If the year’s phones haven’t been as amazeballs as you had hoped, the Samsung Galaxy Fold raises the bar, bringing individuality back to innovation.
Every phone looks the same these days, whether it’s a big screen with a two or three or more cameras on the back. They’re obviously not all created equal, but yet they all can look the same.
And yet that’s not entirely true. Some manufacturers are pushing the envelope by redrafting and redesigning. We’re seeing different cameras designs, all-screen approaches, and a whole bunch of other bits and pieces as time goes on.
But a totally new design is upon us, and it’s one that can see you fold your phone in half, closing it to become slimmer or opening it up to resemble a tablet. If you’ve ever wanted to ditch the tablet and carry only a phone that can do double duty for both, the Samsung Galaxy Fold will grab your attention. It’s big and different, but it also carries a seriously big price, and some caveats that might just stop you in your tracks.
We do need to preface this review with the knowledge that like pretty much every Australian reviewer, we’ve had the Samsung Galaxy Fold for a very short time. So short, you can count it on one hand even if you’re learning to count. That’s not a fantastic allotment for such a complicated device as the Fold, but worth being aware of.
That said, in that time, we’ve learned quite a lot about how Samsung is approaching the idea of a foldable, so much that the Galaxy Fold could be the excitement mobile phones have been looking for, even if it comes with a few hiccups.

Given data:

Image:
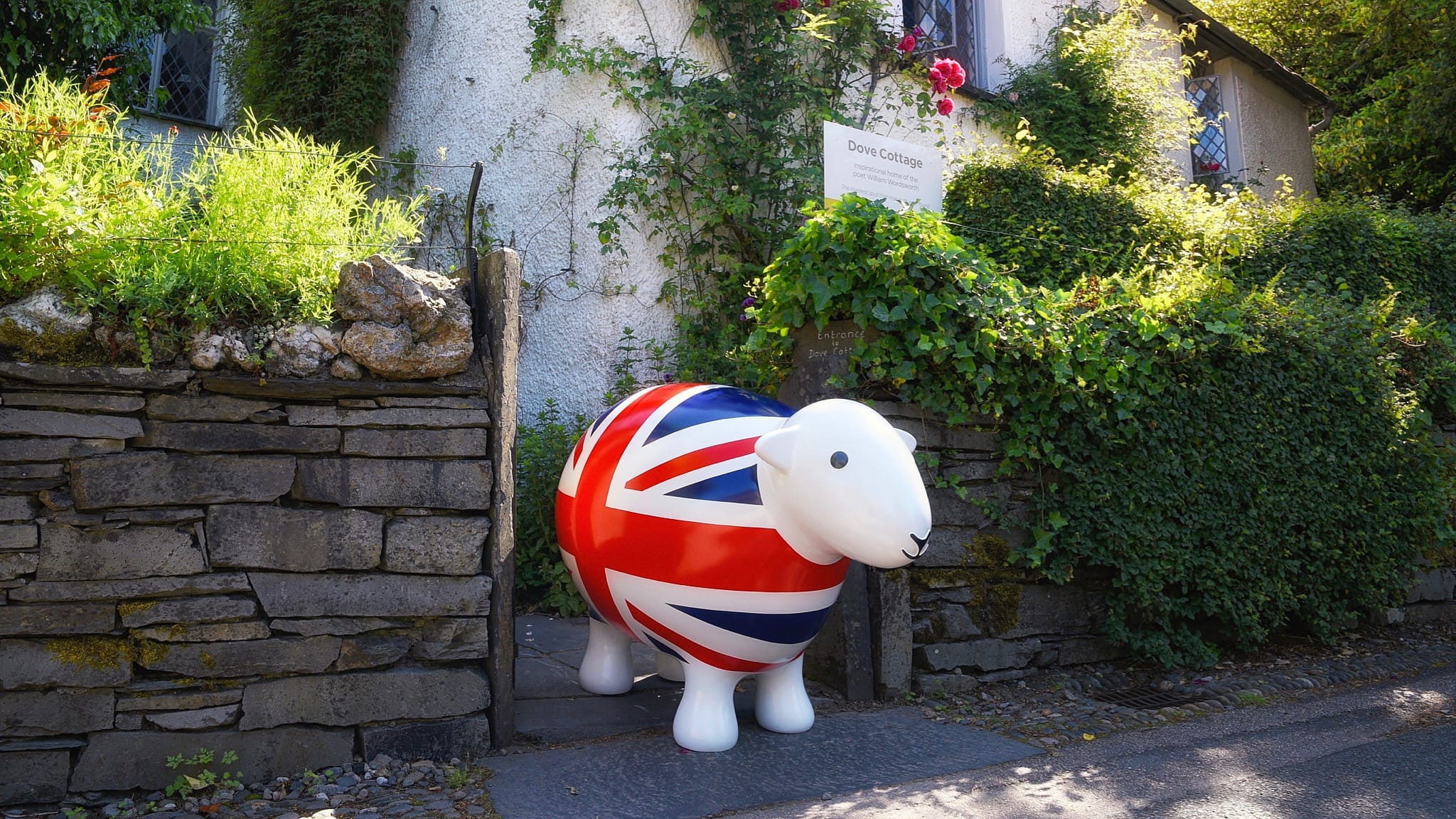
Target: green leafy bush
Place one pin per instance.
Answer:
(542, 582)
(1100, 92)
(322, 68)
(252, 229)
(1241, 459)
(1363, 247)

---

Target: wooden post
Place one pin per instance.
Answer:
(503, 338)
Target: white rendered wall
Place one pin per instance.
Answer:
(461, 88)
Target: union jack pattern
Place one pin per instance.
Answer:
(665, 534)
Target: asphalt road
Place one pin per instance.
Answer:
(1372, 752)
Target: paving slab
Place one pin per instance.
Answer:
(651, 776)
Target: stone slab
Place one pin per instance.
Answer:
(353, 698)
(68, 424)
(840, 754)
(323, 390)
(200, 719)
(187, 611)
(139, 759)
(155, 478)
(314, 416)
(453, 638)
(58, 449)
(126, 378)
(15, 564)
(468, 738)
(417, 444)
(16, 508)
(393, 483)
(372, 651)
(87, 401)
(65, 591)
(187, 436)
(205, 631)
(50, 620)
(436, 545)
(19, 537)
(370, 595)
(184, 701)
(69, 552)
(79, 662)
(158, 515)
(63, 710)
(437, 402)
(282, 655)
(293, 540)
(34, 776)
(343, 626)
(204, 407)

Job: Please continue the Samsung Galaxy Fold review above from its last sentence, keeping the same voice.

Result of the task:
So what is the Samsung Galaxy Fold, and what can you look forward to if you decide to spend big on its $3K price tag this year?
A little bit different from everything else, this is one phone that offers a totally unique design compared to the entire released phone selection in Australia: it’s a phone that folds flat to reveal a big screen on the inside, essentially bundling in both phone and tablet.
You’ve probably seen the reports over what this thing is, but it’s essentially two phone bodies pressed together with a thick hinge proudly sporting the “Samsung” name, with a 4.6 inch slim screen on the front, and a 7.3 inch foldable screen on the inside.
The outside is shiny to the shiniest degree, and the whole phone from the metal sides to the glass front and back comes off almost like a chrome or platinum block from the future.
“Block” is definitely the appropriate word, because with a hinged thickness of 17.1mm and a weight of 276 grams, the Samsung Galaxy Fold is less like the slim and pocket-friendly bar that most phones go for, and something far chunkier.
Inside that thing of heft, there’s a Qualcomm Snapdragon 855 eight-core processor, paired with a staggering 12GB RAM and 512GB storage, with no microSD slot. You’ll find one SIM and 4G LTE support in Australia, though eSIM can be found for dual SIM support in Australia, plus a Type C USB port at the bottom, with that the only physical connector.
Wireless support beyond the 4G LTE is fairly standard for Samsung’s Galaxy phones this year, with Bluetooth 5.0, Near-Field Communication (NFC), GPS, and 802.11a/b/g/n/ax WiFi, also known as WiFi 6.
The cameras are similar to what’s in the Galaxy S10+ from earlier in the year, though with an extra selfie camera for the front of the phone when the Fold is closed.
As such, you’ll find one 10 megapixel F2.2 selfie camera when the Fold is closed, an identical 10 megapixel F2.2 and 8 megapixel F1.9 depth camera when the phone is open on that big screen, while the rear of the Galaxy Fold gets a 16 megapixel F2.2 ultra-wide, a 12 megapixel F1.5/F2.4 variable aperture standard camera, and a 12 megapixel F2.4 2x telephoto camera on the back. Much like the Galaxy S10+ this technology comes from, there’s some AI for scene optimisation and 4K video support, with super slow motion also here for the ride.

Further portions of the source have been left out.